YOUR GOAL
Resume the text on the office's role in a hybrid workforce, writing on from its final sentence about mentorship and the generational shift.

TEXT SHOWN
= = =
Well-located, thoughtfully designed and tech-enabled physical spaces—combined with the power of choice over when and how to use them—will deliver good productivity and engagement outcomes for employees and employers alike. Tech-savvy physical offices will be needed more than ever to accommodate the new rhythms of a hybrid workforce. Office space likely will be reinvented to create augmented experiences for in-person and remote participants to better communicate and collaborate.
As they quickly evolve to meet this new demand, physical workplaces will act as the hub that works in concert with remote nodes (employee homes, field and branch locations, etc.) to orchestrate a hybrid effort that most effectively supports the pursuit of cultural and business goals.
CULTIVATING THE VALUE OF HUMAN NETWORKS
In its “hub” role, the office will promote collaboration, innovation and interaction between employees through design features that facilitate human interaction.
Even before the pandemic, the physical office was being transformed to serve this hybrid world as workplaces became more flexible and agile. Many companies were encouraging employees to move freely throughout the workplace without the boundaries of dedicated seat assignments. The workplace was being designed to promote togetherness, but also with some physical boundaries to allow for distraction-free space when needed (something that many workers find difficult to consistently achieve at home). This continued transformation is critical to ensure the workplace remains a sought-after destination that serves the needs of a more fluid workforce.
In a static workforce, effective human interaction that had been formed in the office likely can be preserved in a virtual environment. But as hiring resumes, the need to cultivate new relationships in the office will rise in importance.
It is difficult to find a full-time virtual proxy that offers all employees—especially new hires—the necessary levels of institutional knowledge, career development and relationship building. Moreover, in the next 10 years, the workforce will undergo another generational shift as Gen Z takes over from the baby boomers. This represents a golden opportunity for a transfer of knowledge through mentorship that tech collaboration tools alone cannot satisfy.
= = =
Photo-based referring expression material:
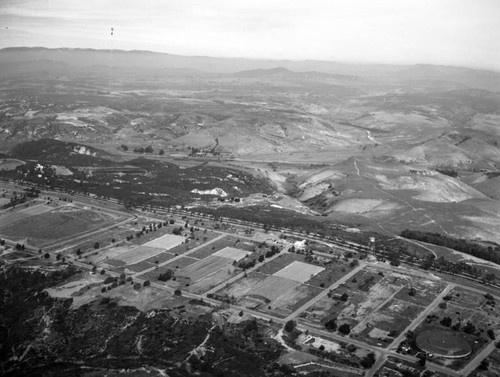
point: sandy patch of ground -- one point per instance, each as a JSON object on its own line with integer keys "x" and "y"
{"x": 317, "y": 342}
{"x": 439, "y": 188}
{"x": 72, "y": 288}
{"x": 168, "y": 241}
{"x": 359, "y": 206}
{"x": 299, "y": 271}
{"x": 231, "y": 253}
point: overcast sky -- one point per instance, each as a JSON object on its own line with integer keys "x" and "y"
{"x": 453, "y": 32}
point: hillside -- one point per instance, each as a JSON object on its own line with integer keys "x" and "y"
{"x": 300, "y": 125}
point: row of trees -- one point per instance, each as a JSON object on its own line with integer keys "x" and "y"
{"x": 468, "y": 247}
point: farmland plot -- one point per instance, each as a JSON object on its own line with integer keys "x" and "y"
{"x": 273, "y": 287}
{"x": 166, "y": 242}
{"x": 138, "y": 254}
{"x": 231, "y": 253}
{"x": 205, "y": 267}
{"x": 46, "y": 228}
{"x": 299, "y": 271}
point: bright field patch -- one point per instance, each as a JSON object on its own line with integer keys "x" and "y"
{"x": 273, "y": 287}
{"x": 204, "y": 268}
{"x": 166, "y": 242}
{"x": 138, "y": 254}
{"x": 44, "y": 228}
{"x": 299, "y": 271}
{"x": 231, "y": 253}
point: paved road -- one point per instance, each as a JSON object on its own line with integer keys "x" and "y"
{"x": 474, "y": 363}
{"x": 318, "y": 297}
{"x": 381, "y": 353}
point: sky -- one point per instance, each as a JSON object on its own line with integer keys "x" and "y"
{"x": 450, "y": 32}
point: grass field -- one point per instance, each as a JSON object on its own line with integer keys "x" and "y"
{"x": 215, "y": 246}
{"x": 273, "y": 287}
{"x": 138, "y": 254}
{"x": 14, "y": 215}
{"x": 166, "y": 242}
{"x": 283, "y": 260}
{"x": 332, "y": 272}
{"x": 45, "y": 228}
{"x": 299, "y": 271}
{"x": 160, "y": 258}
{"x": 204, "y": 268}
{"x": 231, "y": 253}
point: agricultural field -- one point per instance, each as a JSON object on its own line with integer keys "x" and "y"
{"x": 299, "y": 271}
{"x": 166, "y": 242}
{"x": 205, "y": 274}
{"x": 43, "y": 226}
{"x": 374, "y": 303}
{"x": 275, "y": 292}
{"x": 217, "y": 245}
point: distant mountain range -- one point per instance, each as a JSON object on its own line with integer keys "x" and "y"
{"x": 18, "y": 59}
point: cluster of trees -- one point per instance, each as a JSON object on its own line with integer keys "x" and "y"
{"x": 148, "y": 149}
{"x": 151, "y": 228}
{"x": 167, "y": 275}
{"x": 468, "y": 247}
{"x": 28, "y": 193}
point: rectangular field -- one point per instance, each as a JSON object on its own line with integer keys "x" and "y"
{"x": 204, "y": 268}
{"x": 46, "y": 228}
{"x": 213, "y": 247}
{"x": 138, "y": 254}
{"x": 299, "y": 271}
{"x": 231, "y": 253}
{"x": 283, "y": 260}
{"x": 166, "y": 242}
{"x": 273, "y": 287}
{"x": 181, "y": 263}
{"x": 160, "y": 258}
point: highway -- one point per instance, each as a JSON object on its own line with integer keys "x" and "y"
{"x": 382, "y": 353}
= = =
ANSWER FOR THIS EXERCISE
One of the most strategic priorities of the physical workplace will be to serve as the optimal place where human capital convenes to support both individual and organizational goals.
WHERE TO FROM HERE?
Our collective COVID-19 experience has opened a new world of workplace possibilities and a very different relationship between employees and their workplaces. But even as cities have remained resilient despite wars, economic downturns and, yes, even pandemics, so too will offices. In many ways, people seek the same experiences from the physical office that they seek from cities: human interaction and diverse experiences. Enabling this will remain a competitive advantage for companies as the war for talent reignites.
Only time will tell, however, whether the COVID-19 experience will fundamentally alter how workers and businesses congregate and how cities and societies evolve. We do not know whether future breakthroughs—such as vaccines, antiviral remedies or new forms of protection—will decelerate or accelerate the forces that have shaped the recent months of our working lives.
In the meantime, it’s reasonable to assume the future of the workplace likely will be less centralized, with more widely distributed teams that are intimately linked through technology. Offices will have to offer environments and services that promote the physical health and mental well-being of all employees. But great offices of the future will do what great offices of today already do: serve as important hubs for the human elements and experiences that technology can’t provide—relationships, teamwork, chemistry and culture.